GIVEN INSTRUCTION
Present the data below as a Markdown table with two columns: Row, which numbers each line in sequence, and Text, which holds the line itself. Omit any blank lines.

EXERCISE INPUTS

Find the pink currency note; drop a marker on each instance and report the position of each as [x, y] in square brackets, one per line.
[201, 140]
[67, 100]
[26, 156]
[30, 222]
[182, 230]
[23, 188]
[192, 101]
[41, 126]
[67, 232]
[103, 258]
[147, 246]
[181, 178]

OUTPUT OF THE EXERCISE
| Row | Text |
|---|---|
| 1 | Find the pink currency note; drop a marker on each instance and report the position of each as [x, y] in square brackets, one per line. |
| 2 | [201, 140] |
| 3 | [67, 100] |
| 4 | [26, 156] |
| 5 | [30, 222] |
| 6 | [182, 230] |
| 7 | [23, 188] |
| 8 | [192, 101] |
| 9 | [41, 126] |
| 10 | [67, 232] |
| 11 | [103, 258] |
| 12 | [147, 246] |
| 13 | [181, 178] |